>>>>>
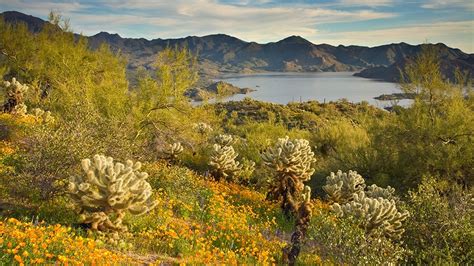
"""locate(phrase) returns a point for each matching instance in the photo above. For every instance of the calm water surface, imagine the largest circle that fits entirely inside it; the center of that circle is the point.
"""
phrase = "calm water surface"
(326, 86)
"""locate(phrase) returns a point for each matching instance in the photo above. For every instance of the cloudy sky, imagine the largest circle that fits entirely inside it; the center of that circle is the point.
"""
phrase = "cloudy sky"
(358, 22)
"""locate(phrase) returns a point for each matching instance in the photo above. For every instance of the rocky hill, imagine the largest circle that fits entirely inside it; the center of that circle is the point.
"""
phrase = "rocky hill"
(219, 53)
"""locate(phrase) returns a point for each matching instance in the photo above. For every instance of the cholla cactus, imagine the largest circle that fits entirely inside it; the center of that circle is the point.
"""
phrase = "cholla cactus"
(172, 151)
(44, 116)
(20, 109)
(15, 92)
(224, 139)
(292, 161)
(246, 170)
(376, 214)
(223, 161)
(340, 187)
(202, 128)
(375, 191)
(108, 190)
<<<<<
## Do this:
Convert everything from the line containing "of the cloudy" down through the end of the items into a two-column CSV with the header text,answer and one row per item. Put each item's text and its answer in separate quoted fields, with line breaks replaced by spaces.

## Expected answer:
text,answer
"""""""locate(phrase) returns a point for each matching instance in the photo above. For every instance of the cloudy sky, imagine the largest circle that fits entirely inside it; the center of that circle is the point. """""" phrase = ""cloudy sky""","(358, 22)"
"""""""locate(phrase) returns a point for each matching instance in the photo above. For every instance of the rocky hill, imagine the largest circle that fits entirely inside it; the center of that circle is the point. """""" phrase = ""rocky hill""","(219, 53)"
"""""""locate(phrase) returns a point for each matching instance in the photo above. For every instance of the cholla cactus, imagine the largest circle that fits entirely inside it; the center of that circle is the point. """""" phrase = ""cholla cactus""","(172, 151) (44, 116) (20, 109) (15, 92) (224, 139) (292, 161) (246, 170) (376, 214) (223, 161) (340, 187) (202, 128) (375, 191) (108, 190)"